Requirements: Continue the excerpt below on the company's distribution, selling, and administrative expenses, picking up after its final sentence.

Passage given:

The Company’s distribution costs to date in 2007 and 2006 were $5,051,000 and
$4,769,000, respectively. The Company includes these costs in selling and
administrative expenses. Therefore, the Company’s gross earnings may not be
comparable to other companies, as some companies may include distribution costs
in cost of sales.
-10-
Selling
and Administrative Expenses
The
Company’s selling and administrative expenses include, and are primarily related
to, distribution costs, salaries and commissions, advertising costs, employee
benefit costs, rent and depreciation. In the current quarter, selling and
administrative expenses as a percent of net sales were 23.9% versus 22.7% in
2006. Wholesale selling and administrative expenses as a percent of wholesale
net sales were 19.7% in 2007 and 18.9% in 2006. Retail selling and
administrative expenses as a percent of net sales were 57.6% in 2007 and 53.6%
in 2006.

Extracted information:
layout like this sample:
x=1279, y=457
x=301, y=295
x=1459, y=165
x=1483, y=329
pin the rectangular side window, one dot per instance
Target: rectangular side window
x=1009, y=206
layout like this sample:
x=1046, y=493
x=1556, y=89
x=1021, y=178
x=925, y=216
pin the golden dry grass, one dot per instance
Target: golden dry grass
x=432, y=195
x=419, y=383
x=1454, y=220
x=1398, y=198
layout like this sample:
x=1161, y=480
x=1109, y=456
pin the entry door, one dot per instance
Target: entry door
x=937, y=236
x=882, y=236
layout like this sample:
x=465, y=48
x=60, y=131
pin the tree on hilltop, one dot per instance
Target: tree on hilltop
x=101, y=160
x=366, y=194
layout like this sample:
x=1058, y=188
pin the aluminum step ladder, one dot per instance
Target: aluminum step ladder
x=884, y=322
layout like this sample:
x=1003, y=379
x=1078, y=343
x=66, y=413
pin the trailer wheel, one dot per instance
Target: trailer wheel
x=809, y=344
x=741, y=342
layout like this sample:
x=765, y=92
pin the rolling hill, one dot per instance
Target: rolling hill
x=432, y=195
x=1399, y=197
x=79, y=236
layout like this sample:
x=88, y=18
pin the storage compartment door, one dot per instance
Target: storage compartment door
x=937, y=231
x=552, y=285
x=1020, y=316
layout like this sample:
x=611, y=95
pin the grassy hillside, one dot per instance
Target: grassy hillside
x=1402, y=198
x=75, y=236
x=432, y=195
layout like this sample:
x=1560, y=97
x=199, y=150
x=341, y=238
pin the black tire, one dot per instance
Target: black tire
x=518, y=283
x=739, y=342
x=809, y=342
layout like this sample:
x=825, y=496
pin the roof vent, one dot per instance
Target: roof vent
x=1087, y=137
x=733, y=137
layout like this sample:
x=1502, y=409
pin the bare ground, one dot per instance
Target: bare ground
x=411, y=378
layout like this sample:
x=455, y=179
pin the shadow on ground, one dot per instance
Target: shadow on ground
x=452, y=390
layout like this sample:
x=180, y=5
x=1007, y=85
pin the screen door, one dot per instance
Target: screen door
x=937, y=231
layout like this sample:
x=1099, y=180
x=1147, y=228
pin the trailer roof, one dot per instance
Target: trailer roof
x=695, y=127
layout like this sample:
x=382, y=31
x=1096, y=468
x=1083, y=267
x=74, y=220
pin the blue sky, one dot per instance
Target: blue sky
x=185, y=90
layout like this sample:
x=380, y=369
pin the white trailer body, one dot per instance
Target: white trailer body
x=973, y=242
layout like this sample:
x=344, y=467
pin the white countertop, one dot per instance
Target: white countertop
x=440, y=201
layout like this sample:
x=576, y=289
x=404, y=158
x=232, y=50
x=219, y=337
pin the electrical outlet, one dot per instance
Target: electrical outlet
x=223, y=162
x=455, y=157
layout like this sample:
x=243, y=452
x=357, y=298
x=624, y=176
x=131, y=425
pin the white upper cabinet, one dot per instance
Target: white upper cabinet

Result of this task:
For
the
nine months ended September 30, selling and administrative expenses as a percent
of net sales were 24.1% in 2007 versus 23.4% in 2006. Wholesale selling and
administrative expenses as a percent of wholesale net sales to date were 20.0%
in 2007 and 19.7% in 2006. Retail selling and administrative expenses as a
percent of net sales were 54.4% in 2007 and 51.8% in 2006. The increase in
wholesale expenses as a percent of sales was due to higher costs in Canada
resulting from the transition this year of the Florsheim business in Canada,
and
in the United States increases in advertising and employee-related costs. The
increase in retail expenses as a percent of sales for both the third quarter
and
first nine months of 2007 was due to higher expenses in relation to sales in
the
new stores, as well as increased costs associated with lease renewals at some
existing stores.
Interest
and Taxes
The
increase in interest income in the third quarter and first nine months of 2007
was due to higher investments in marketable securities, which are primarily
invested in municipal bonds. The decrease in interest expense this year was
due
to lower short-term borrowings in 2007 compared with 2006.
The
effective tax rate for the quarter ended September 30, 2007 and 2006 was 36.6%
and 36.9%, respectively. The effective tax rate for the nine months ended
September 30, 2007 was 36.8% compared with 37.4% in the prior year. The lower
rates in the current year are primarily due to increased municipal bond
interest.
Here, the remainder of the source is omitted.